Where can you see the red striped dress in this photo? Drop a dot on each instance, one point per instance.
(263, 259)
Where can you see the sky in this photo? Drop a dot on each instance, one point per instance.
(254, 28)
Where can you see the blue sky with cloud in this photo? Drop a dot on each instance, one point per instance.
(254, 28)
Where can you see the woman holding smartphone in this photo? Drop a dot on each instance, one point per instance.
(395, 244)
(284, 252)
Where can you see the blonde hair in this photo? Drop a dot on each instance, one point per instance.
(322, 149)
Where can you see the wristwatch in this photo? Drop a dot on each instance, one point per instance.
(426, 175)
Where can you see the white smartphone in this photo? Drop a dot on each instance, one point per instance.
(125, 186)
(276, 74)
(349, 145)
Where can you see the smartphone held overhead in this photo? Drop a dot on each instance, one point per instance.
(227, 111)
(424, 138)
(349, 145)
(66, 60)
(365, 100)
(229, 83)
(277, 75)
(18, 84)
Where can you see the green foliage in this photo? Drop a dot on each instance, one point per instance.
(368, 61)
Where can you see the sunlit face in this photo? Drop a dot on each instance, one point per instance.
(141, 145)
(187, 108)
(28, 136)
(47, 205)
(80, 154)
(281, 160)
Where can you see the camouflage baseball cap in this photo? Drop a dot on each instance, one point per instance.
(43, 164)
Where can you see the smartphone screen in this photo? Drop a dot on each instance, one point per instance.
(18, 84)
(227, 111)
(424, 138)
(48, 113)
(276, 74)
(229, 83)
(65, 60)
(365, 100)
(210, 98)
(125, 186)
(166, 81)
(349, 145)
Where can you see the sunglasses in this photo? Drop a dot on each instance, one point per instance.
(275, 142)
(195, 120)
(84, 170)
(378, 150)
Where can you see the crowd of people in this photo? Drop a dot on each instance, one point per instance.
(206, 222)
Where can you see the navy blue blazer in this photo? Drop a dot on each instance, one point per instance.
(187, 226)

□ □ □

- **ABOUT THIS EXERCISE**: Your output should be the lines from the one with "Where can you see the crowd" through the end of the records above, copied exactly.

- **RESULT**:
Where can you see the crowd of people in this photo? Drop a dot on each instance, one point per instance.
(206, 222)
Where can you see the navy blue blazer in this photo? Drop a dot on each instance, one point per instance.
(187, 226)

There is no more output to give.